→ VOTRE OBJECTIF:
Indiquez si chacune des affirmations suivantes concorde avec le texte sur les alternatives au café, en répondant oui ou non et en citant les mots du texte qui tranchent. (a) Le café vert se prépare en faisant bouillir les grains. (b) La chicorée ne contient pas de caféine. (c) Le chaga donne une boisson au goût proche de celui du café.

→ PASSAGE EXTRAIT:

+ + +

Les alternatives café

Quelles sont les solutions alternatives au café ? Voici quelques idées de substituts pour diminuer ou arrêter le café.

  • Le café décaféiné : la majorité de la caféine en a été éliminée mais il est recommandé de choisir un décaféiné bio car le processus de décaféination utilise parfois des solvants problématiques comme le dichlorométhane.
  • Le café vert : il est préparé en laissant tremper 7 à 10 grains dans un verre d’eau toute la nuit. Riche en polyphénols, il assure un apport d’antioxydants intéressants.
  • Le gaillet gratteron : les graines du gaillet gratteron étaient torréfiées et moulues pour remplacer le café pendant la guerre. Alternative réservée aux courageux car c’est très fastidieux à faire !
  • La chicorée : une option sans caféine mais qui contient certains des arômes du café, dont son amertume caractéristique.
  • D’autres graines torréfiées : l’épeautre, le sarrasin (le sobacha japonais) et l’orge peuvent être torréfiés et se consommer comme le café.
  • Le chaga (Inonotus obliquus) : ce champignon, champion des antioxydants, peut être transformé en poudre pour une boisson exotique. Par contre, le goût n’aura rien à voir.

Repenser sa relation au café

Durant l’ère industrielle, le café est devenu un élément essentiel de la culture ouvrière. Il a été largement promu comme un moyen d’aider les travailleurs à tenir la cadence dans un environnement de travail toujours plus exigeant. L’auteur américain Michael Pollan a décrit le café comme la « drogue qui lubrifie les rouages du capitalisme », mettant ainsi en évidence les bénéfices pour le patronat d’une boisson qui améliore la productivité et l’efficacité de main-d’œuvre.

+ + +

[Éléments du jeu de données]
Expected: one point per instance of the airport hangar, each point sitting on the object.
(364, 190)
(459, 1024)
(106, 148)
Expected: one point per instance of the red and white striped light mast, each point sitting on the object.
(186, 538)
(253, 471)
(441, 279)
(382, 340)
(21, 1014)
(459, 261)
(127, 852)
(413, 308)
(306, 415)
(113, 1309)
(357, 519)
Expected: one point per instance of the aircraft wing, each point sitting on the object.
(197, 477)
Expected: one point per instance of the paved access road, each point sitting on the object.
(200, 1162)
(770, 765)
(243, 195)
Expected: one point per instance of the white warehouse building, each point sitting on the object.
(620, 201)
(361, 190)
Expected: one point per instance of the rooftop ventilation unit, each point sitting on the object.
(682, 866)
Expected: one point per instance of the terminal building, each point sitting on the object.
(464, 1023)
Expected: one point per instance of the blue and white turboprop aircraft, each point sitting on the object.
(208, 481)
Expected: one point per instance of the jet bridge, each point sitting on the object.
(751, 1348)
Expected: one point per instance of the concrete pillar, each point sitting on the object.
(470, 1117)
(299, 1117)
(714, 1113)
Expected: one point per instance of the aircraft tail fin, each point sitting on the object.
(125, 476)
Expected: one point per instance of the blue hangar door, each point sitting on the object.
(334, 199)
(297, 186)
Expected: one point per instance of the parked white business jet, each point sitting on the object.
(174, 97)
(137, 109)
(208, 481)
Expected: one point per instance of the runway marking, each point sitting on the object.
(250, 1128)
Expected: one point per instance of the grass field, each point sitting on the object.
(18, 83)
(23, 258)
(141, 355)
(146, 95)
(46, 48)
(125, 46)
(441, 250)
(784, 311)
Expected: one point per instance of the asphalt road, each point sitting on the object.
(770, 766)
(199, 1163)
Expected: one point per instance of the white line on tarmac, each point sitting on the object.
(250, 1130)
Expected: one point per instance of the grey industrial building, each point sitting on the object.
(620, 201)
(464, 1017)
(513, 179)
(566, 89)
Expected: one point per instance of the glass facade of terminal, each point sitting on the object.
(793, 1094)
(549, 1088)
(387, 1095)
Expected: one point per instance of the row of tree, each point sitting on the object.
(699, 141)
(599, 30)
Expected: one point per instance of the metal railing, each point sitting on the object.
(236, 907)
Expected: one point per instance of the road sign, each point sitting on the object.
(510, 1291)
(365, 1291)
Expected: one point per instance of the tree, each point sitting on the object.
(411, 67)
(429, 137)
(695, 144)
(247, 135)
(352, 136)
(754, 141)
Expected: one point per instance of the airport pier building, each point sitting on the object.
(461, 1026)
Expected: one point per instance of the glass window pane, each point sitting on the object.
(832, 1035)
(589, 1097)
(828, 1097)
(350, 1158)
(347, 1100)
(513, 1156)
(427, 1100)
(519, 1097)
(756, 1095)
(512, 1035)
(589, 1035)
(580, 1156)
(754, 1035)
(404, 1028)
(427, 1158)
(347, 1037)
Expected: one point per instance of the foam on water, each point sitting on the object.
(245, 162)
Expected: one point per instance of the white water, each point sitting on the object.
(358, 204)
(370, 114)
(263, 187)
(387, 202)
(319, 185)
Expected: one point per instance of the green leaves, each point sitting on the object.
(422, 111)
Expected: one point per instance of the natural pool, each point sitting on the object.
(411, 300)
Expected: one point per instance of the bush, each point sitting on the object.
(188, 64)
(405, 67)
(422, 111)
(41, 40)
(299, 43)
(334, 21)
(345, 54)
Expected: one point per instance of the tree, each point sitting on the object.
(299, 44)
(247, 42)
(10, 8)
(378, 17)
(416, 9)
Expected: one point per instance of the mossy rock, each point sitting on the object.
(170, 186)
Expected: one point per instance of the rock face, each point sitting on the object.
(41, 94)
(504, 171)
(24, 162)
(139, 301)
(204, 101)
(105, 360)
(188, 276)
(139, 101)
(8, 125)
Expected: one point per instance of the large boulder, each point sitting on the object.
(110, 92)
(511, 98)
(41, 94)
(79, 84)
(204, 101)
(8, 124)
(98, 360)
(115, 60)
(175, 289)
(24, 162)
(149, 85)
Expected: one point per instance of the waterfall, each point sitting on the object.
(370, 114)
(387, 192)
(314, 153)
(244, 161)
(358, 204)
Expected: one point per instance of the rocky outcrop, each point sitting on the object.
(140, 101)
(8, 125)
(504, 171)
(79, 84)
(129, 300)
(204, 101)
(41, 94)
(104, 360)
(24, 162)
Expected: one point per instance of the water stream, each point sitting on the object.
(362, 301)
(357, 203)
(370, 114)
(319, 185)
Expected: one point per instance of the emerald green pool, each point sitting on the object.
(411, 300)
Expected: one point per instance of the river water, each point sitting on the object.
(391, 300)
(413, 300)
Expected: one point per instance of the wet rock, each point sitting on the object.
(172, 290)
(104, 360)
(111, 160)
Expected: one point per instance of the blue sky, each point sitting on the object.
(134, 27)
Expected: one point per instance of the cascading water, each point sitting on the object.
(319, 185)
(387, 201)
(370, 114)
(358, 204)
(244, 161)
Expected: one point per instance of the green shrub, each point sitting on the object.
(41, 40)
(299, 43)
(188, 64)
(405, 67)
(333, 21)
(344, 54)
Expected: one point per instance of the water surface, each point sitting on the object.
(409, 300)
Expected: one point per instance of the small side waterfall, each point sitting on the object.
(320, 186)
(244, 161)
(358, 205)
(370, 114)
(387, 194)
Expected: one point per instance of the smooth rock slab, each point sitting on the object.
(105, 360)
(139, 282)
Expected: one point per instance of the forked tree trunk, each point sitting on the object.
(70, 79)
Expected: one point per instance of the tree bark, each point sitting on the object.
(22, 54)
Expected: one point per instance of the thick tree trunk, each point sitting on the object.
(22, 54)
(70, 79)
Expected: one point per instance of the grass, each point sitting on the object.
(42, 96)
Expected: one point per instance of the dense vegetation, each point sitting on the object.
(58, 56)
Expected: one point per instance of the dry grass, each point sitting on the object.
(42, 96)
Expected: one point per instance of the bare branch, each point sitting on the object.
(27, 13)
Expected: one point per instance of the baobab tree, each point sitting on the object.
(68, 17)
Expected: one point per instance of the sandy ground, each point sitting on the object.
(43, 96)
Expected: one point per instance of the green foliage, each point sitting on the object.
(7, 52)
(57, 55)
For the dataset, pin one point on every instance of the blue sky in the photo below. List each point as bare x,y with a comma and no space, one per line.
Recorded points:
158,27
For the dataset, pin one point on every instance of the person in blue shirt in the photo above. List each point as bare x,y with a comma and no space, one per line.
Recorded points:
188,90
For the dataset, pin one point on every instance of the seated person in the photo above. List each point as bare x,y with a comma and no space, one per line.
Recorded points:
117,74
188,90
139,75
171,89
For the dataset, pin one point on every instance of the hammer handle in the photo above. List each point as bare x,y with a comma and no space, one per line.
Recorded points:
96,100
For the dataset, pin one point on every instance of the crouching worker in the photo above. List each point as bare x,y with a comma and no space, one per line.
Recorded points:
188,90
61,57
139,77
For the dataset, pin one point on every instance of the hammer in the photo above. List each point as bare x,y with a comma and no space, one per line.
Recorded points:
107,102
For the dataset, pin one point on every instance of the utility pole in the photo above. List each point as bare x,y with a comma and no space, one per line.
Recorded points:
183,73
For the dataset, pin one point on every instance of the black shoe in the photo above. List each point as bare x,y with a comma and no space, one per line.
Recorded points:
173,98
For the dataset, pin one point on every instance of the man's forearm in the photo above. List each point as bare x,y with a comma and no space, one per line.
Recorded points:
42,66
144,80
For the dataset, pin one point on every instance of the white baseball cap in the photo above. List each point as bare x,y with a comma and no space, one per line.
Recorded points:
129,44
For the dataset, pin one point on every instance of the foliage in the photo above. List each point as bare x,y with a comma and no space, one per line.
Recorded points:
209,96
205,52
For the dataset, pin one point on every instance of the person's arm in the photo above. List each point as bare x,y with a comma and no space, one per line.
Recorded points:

+ + +

→ RÉPONSE:
(a) Non : « il est préparé en laissant tremper 7 à 10 grains dans un verre d’eau toute la nuit ».
(b) Oui : « une option sans caféine ».
(c) Non : « le goût n’aura rien à voir ».